* _Instructions for the task_
Each record must appear in the answer exactly as it does in the data.

[Point-per-instance localization data]
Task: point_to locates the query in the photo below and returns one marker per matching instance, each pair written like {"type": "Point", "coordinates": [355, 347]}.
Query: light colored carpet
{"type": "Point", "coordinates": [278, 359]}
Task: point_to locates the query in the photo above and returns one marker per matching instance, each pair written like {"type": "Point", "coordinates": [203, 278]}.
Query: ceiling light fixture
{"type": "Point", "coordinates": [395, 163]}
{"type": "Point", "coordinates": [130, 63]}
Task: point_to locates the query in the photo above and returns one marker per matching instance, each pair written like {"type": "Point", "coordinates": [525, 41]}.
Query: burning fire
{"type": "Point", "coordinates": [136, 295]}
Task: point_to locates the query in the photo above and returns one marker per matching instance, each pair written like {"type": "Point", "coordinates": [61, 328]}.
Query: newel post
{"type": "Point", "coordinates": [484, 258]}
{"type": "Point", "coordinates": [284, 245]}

* _Response to the exercise_
Task: point_to locates the query in the photo below and returns one marker per matching instance, each pair written like {"type": "Point", "coordinates": [355, 347]}.
Query: light colored carpet
{"type": "Point", "coordinates": [278, 359]}
Task: point_to locates the query in the photo above and returns one marker per matching instance, each pair written like {"type": "Point", "coordinates": [203, 278]}.
Query: ceiling light fixture
{"type": "Point", "coordinates": [395, 163]}
{"type": "Point", "coordinates": [130, 63]}
Task: point_to locates the query in the photo above and returns one marker per matching instance, each pair written like {"type": "Point", "coordinates": [525, 41]}.
Query: burning fire
{"type": "Point", "coordinates": [136, 295]}
Task: point_to locates the query in the photo above and returns one marker per matching instance, each pair written like {"type": "Point", "coordinates": [61, 328]}.
Query: newel post
{"type": "Point", "coordinates": [484, 258]}
{"type": "Point", "coordinates": [284, 245]}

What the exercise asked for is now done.